[Document segment]
Blue Light and Eye Strain

Blue Light and Eye Strain

A typical day in the life of the average American:

Digital alarm on the Smartphone goes off. Roll over; check email, Facebook and all social feeds before getting out of bed.

Go to work and stare at a computer screen for the next eight to nine hours.

Come home, check social media feeds on Smartphone or tablet and binge-watch the latest season of “Stranger Things” while groaning that HBO delayed “Game of Thrones” final season release to 2019 as a publicity stunt to torture you.

The point is that most Americans spent a significant portion of their life with their eyes glued to electronic devices. The Nielsen Company conducted a survey and found that the average adult in the U.S. spends approximately 8 hours and 47 minutes daily on an electronic device.

This makes us wonder how much these artificial lights are affecting our eye health.

Blue light goes into the eye, but the cornea and crystalline lens don’t filter it out. This means it goes straight to the back of the eye. Experts believe that long-term exposure to blue light may lead to macular cellular damage.

Optometrists report that patients that stare at electronic devices for extended periods of time report digital eye strain. Symptoms may include blurry vision, trouble focusing, tired eyes that are red or dry and headaches.

What happens is that your eyes are trying to focus on the electronic device’s screen, so your eye muscles are being pulled together. After a while, those muscles feel as though they’ve done hundreds of reps of squats and lunges at the virtual gym, so they get fatigued and tired.

Here’s what you can do to minimize eye strain:

  1. Give your eyes a break. For example, take a break every 20 minutes, looking away from the computer screen for 20 seconds and then focus on something that is at least 20 feet away. This is a great 20/20/20 rule. Set a reminder on your phone if you find that you become consumed with work and forget to take frequent eye breaks
  2. Light-reducing apps can help but keep in mind the light on your nightstand is also emitting blue light. You can also program some devices to go into a “Night Shift” mode to reduce blue light. However, you should also power down your lights too
  3. Investing in Blutech lenses, known as blue light filtering glasses, can help reduce eye fatigue and strain. It is also clinically proven to double your melatonin levels, increasing your ability to sleep and reducing awakenings during the night.

Protecting your baby blues from harmful blue rays can help you maintain your vision and eye health longer.

Stored entries
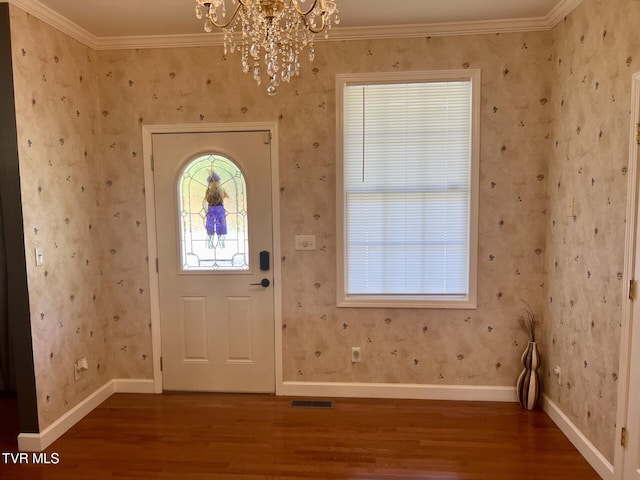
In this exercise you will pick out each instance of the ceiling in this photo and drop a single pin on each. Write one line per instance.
(136, 18)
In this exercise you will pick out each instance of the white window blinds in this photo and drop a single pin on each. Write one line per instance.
(407, 188)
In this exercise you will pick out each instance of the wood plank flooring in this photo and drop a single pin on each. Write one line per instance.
(231, 437)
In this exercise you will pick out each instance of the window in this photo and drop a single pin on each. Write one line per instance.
(408, 189)
(213, 215)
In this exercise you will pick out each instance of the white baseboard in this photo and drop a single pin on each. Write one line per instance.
(37, 442)
(591, 454)
(400, 391)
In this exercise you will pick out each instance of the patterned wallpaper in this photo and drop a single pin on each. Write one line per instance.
(61, 179)
(596, 50)
(480, 347)
(527, 127)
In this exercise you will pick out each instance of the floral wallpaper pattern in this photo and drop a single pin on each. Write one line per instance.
(544, 136)
(596, 51)
(58, 135)
(480, 347)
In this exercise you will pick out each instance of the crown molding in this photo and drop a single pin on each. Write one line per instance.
(38, 10)
(564, 8)
(44, 13)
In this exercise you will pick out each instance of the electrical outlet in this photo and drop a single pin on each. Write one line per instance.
(570, 206)
(305, 242)
(355, 355)
(80, 367)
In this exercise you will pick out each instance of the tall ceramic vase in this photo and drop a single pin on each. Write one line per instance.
(528, 384)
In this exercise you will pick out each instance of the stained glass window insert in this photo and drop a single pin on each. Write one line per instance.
(213, 215)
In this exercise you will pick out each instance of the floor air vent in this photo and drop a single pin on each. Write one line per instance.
(312, 403)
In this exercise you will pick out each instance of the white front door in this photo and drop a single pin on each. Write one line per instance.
(632, 452)
(631, 455)
(214, 236)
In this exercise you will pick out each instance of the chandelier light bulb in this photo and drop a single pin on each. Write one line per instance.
(275, 31)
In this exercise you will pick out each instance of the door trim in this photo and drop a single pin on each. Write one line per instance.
(152, 245)
(630, 259)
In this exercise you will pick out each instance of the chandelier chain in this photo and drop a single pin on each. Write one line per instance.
(272, 34)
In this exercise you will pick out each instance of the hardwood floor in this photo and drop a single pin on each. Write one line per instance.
(221, 436)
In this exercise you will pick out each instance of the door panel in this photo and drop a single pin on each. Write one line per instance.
(217, 320)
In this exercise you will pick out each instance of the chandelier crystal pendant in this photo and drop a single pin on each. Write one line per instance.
(270, 34)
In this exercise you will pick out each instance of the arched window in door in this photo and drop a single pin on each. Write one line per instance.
(213, 215)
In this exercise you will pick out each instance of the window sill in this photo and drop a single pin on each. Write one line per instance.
(362, 301)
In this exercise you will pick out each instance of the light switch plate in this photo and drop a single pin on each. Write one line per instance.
(305, 242)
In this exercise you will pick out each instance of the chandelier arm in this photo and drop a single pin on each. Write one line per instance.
(323, 25)
(302, 12)
(241, 3)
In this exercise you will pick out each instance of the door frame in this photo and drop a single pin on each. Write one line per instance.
(631, 256)
(152, 245)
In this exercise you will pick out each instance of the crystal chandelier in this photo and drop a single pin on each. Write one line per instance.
(270, 34)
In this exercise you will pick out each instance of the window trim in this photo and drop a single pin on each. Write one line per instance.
(468, 301)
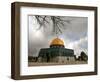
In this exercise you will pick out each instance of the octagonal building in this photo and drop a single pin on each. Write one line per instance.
(56, 53)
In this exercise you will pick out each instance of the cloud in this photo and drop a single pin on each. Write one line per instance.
(74, 35)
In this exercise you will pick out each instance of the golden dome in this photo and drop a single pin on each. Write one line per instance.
(57, 41)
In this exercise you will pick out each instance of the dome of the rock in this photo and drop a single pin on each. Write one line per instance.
(57, 41)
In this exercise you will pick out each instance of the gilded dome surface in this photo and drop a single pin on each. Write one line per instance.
(57, 41)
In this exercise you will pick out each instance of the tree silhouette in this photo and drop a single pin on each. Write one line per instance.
(57, 22)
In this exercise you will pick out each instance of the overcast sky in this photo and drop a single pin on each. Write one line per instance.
(74, 35)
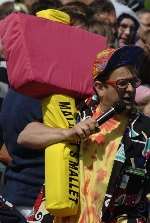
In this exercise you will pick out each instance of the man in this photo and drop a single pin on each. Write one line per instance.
(103, 11)
(144, 20)
(114, 161)
(127, 28)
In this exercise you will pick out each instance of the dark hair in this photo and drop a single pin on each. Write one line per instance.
(101, 6)
(143, 11)
(77, 11)
(124, 16)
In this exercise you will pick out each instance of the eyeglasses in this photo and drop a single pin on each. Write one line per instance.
(123, 83)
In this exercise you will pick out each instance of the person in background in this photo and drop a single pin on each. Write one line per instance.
(114, 159)
(78, 12)
(127, 27)
(103, 29)
(103, 11)
(143, 99)
(144, 20)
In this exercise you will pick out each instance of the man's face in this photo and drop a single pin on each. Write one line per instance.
(111, 93)
(144, 20)
(109, 18)
(126, 32)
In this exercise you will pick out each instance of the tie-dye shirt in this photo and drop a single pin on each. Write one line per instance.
(115, 173)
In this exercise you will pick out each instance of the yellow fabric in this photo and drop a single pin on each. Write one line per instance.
(96, 162)
(54, 15)
(61, 159)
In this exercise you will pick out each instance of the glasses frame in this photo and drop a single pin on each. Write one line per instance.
(135, 82)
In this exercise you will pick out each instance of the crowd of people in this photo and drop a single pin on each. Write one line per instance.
(114, 158)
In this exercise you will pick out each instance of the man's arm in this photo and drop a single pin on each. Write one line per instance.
(38, 136)
(4, 155)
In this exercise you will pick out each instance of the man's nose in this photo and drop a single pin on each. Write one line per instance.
(130, 87)
(127, 31)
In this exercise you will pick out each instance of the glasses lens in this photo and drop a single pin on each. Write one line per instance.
(136, 82)
(123, 83)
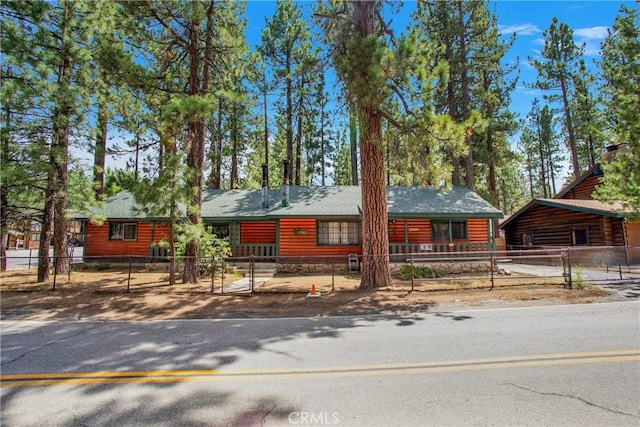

[What is expected] Reproduce the entire blue light and eye strain article above, word for word, with nothing changed.

[Answer section]
Blue Light and Eye Strain

Blue Light and Eye Strain

A typical day in the life of the average American:

Digital alarm on the Smartphone goes off. Roll over; check email, Facebook and all social feeds before getting out of bed.

Go to work and stare at a computer screen for the next eight to nine hours.

Come home, check social media feeds on Smartphone or tablet and binge-watch the latest season of “Stranger Things” while groaning that HBO delayed “Game of Thrones” final season release to 2019 as a publicity stunt to torture you.

The point is that most Americans spent a significant portion of their life with their eyes glued to electronic devices. The Nielsen Company conducted a survey and found that the average adult in the U.S. spends approximately 8 hours and 47 minutes daily on an electronic device.

This makes us wonder how much these artificial lights are affecting our eye health.

Blue light goes into the eye, but the cornea and crystalline lens don’t filter it out. This means it goes straight to the back of the eye. Experts believe that long-term exposure to blue light may lead to macular cellular damage.

Optometrists report that patients that stare at electronic devices for extended periods of time report digital eye strain. Symptoms may include blurry vision, trouble focusing, tired eyes that are red or dry and headaches.

What happens is that your eyes are trying to focus on the electronic device’s screen, so your eye muscles are being pulled together. After a while, those muscles feel as though they’ve done hundreds of reps of squats and lunges at the virtual gym, so they get fatigued and tired.

Here’s what you can do to minimize eye strain:

  1. Give your eyes a break. For example, take a break every 20 minutes, looking away from the computer screen for 20 seconds and then focus on something that is at least 20 feet away. This is a great 20/20/20 rule. Set a reminder on your phone if you find that you become consumed with work and forget to take frequent eye breaks
  2. Light-reducing apps can help but keep in mind the light on your nightstand is also emitting blue light. You can also program some devices to go into a “Night Shift” mode to reduce blue light. However, you should also power down your lights too
  3. Investing in Blutech lenses, known as blue light filtering glasses, can help reduce eye fatigue and strain. It is also clinically proven to double your melatonin levels, increasing your ability to sleep and reducing awakenings during the night.

Protecting your baby blues from harmful blue rays can help you maintain your vision and eye health longer.